#### PROVIDED INFORMATION ####

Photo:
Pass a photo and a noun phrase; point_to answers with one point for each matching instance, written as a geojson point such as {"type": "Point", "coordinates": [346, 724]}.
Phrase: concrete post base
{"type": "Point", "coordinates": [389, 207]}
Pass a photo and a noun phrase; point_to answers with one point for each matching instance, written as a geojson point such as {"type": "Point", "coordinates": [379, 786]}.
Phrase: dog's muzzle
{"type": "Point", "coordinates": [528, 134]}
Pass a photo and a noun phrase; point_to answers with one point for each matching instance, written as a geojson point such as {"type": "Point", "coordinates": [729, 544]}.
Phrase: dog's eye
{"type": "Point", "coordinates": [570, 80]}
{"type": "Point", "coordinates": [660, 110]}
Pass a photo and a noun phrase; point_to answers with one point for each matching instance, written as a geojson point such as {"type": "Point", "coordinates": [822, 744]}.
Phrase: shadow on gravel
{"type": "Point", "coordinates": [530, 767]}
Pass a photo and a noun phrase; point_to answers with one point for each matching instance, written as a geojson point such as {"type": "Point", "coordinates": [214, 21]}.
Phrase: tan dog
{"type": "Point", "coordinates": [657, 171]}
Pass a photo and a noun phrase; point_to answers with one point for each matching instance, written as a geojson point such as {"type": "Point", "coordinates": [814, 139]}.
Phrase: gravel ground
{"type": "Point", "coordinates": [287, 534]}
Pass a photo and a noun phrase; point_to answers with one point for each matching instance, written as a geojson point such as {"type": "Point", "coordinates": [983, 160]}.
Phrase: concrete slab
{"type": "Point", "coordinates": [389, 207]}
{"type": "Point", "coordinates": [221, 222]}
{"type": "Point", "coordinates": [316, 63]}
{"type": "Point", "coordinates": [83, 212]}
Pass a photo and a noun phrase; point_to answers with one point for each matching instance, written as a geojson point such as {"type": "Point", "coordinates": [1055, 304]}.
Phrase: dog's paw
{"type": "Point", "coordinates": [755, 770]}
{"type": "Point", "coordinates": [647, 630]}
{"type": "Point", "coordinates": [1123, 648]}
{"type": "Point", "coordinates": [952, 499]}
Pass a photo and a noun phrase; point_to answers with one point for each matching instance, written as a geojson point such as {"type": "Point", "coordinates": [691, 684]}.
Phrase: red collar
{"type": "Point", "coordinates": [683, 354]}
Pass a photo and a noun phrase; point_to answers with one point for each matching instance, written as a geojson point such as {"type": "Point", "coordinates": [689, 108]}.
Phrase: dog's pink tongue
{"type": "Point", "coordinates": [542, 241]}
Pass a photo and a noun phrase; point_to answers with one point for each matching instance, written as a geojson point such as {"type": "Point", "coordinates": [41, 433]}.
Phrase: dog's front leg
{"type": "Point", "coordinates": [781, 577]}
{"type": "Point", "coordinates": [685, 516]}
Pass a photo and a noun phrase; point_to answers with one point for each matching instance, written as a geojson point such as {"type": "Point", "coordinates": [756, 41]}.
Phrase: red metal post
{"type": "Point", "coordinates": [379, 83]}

####

REQUIREMENTS: Working from the material above, retype it in its entirety without change.

FULL OUTPUT:
Photo:
Pass a photo and a noun phrase; point_to answers with one point for each matching instance, written as a geojson point such as {"type": "Point", "coordinates": [346, 724]}.
Phrase: concrete post base
{"type": "Point", "coordinates": [389, 207]}
Pass a photo and a noun phrase; point_to answers with one point for each matching instance, written as a geojson point such as {"type": "Point", "coordinates": [379, 786]}.
Phrase: dog's muzzle
{"type": "Point", "coordinates": [528, 134]}
Pass a photo and a noun phrase; point_to answers with one point for each matching instance, written as a geojson point such as {"type": "Point", "coordinates": [729, 544]}.
Phrase: dog's eye
{"type": "Point", "coordinates": [570, 80]}
{"type": "Point", "coordinates": [660, 110]}
Pass a photo and a noun phrase; point_to answers with one point for each matching instance, written as a geojson point such as {"type": "Point", "coordinates": [822, 744]}.
Phrase: shadow on gravel
{"type": "Point", "coordinates": [530, 767]}
Pass a photo and a noun phrase; point_to answers with one point for each matching instance, written as a geojson point such as {"type": "Point", "coordinates": [214, 21]}.
Phrase: tan dog
{"type": "Point", "coordinates": [657, 171]}
Pass a photo and a noun phrase; point_to answers with one point for each matching instance, written as a geojson point such as {"type": "Point", "coordinates": [814, 139]}.
Phrase: gravel ground
{"type": "Point", "coordinates": [287, 534]}
Pass a photo and a noun phrase; point_to answers with one point for each matching instance, written as a geojson point such as {"type": "Point", "coordinates": [983, 160]}.
Phrase: concrete slab
{"type": "Point", "coordinates": [389, 207]}
{"type": "Point", "coordinates": [221, 222]}
{"type": "Point", "coordinates": [316, 63]}
{"type": "Point", "coordinates": [83, 212]}
Pass a photo and a noun phrase; point_to answers with one point for each matching instance, written as a geojson point such as {"type": "Point", "coordinates": [1055, 304]}.
Phrase: dog's paw
{"type": "Point", "coordinates": [755, 770]}
{"type": "Point", "coordinates": [647, 630]}
{"type": "Point", "coordinates": [1123, 648]}
{"type": "Point", "coordinates": [952, 499]}
Pass a photo and a noun phrase; point_to answers with one point for each matching instance, written as a geojson point such as {"type": "Point", "coordinates": [691, 684]}.
Phrase: red collar
{"type": "Point", "coordinates": [683, 354]}
Pass a photo and a noun phrase; point_to answers with one point for each matching instance, written as a geojson point such as {"type": "Point", "coordinates": [689, 108]}.
Phrase: dog's pink tongue
{"type": "Point", "coordinates": [542, 241]}
Pass a photo and a noun phrase; point_to answers with one point for each matching instance, written as a geojson point such as {"type": "Point", "coordinates": [41, 433]}.
Phrase: dog's front leg
{"type": "Point", "coordinates": [781, 577]}
{"type": "Point", "coordinates": [685, 516]}
Pass a photo and a noun phrase; point_to answers with one point for each matching instance, written as a geojson point such as {"type": "Point", "coordinates": [756, 41]}.
Phrase: red metal post
{"type": "Point", "coordinates": [379, 83]}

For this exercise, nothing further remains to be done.